**About this exercise**
Filter the entries and keep only the lines where the string "reflection" appears.

**The input**
________________________________________
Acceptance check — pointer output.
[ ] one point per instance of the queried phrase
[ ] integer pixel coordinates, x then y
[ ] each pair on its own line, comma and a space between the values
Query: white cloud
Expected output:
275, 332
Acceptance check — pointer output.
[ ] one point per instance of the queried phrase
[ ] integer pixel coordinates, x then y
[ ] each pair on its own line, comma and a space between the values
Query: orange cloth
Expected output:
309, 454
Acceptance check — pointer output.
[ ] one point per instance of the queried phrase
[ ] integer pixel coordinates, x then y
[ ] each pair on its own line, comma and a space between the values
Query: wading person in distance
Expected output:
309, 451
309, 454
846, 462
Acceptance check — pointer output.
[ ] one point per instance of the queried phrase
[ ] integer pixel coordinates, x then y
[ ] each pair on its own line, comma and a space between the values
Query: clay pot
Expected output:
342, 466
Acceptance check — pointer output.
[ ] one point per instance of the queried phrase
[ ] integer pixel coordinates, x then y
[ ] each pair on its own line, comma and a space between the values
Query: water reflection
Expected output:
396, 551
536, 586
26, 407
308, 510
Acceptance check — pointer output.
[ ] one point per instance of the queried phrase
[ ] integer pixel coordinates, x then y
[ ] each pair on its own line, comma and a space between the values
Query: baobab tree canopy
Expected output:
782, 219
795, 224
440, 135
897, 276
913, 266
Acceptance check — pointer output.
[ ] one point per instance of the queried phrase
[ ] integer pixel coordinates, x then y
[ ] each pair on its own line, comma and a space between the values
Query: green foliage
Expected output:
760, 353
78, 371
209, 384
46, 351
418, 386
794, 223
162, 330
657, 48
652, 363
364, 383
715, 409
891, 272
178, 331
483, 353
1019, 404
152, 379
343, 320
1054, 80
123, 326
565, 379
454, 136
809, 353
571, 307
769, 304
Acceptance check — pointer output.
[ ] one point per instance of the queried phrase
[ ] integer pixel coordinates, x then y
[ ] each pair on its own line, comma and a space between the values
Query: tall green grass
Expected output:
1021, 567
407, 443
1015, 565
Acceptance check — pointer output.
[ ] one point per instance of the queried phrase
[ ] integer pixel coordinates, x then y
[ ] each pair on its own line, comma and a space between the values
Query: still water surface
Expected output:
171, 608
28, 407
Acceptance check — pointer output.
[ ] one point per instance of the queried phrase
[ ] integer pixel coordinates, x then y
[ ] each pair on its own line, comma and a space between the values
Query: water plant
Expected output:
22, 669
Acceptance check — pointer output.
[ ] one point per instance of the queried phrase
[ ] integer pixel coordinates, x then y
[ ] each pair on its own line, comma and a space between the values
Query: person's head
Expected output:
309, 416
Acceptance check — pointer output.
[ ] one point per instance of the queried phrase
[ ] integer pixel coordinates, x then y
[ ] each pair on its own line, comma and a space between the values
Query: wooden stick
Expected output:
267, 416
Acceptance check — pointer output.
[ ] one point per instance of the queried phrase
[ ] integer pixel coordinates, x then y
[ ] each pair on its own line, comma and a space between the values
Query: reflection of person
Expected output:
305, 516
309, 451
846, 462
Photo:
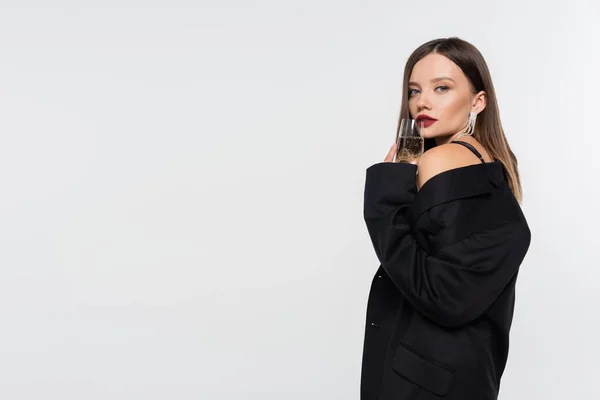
________________________________________
**Solution to this task**
Query: water reflection
Query: reflection of person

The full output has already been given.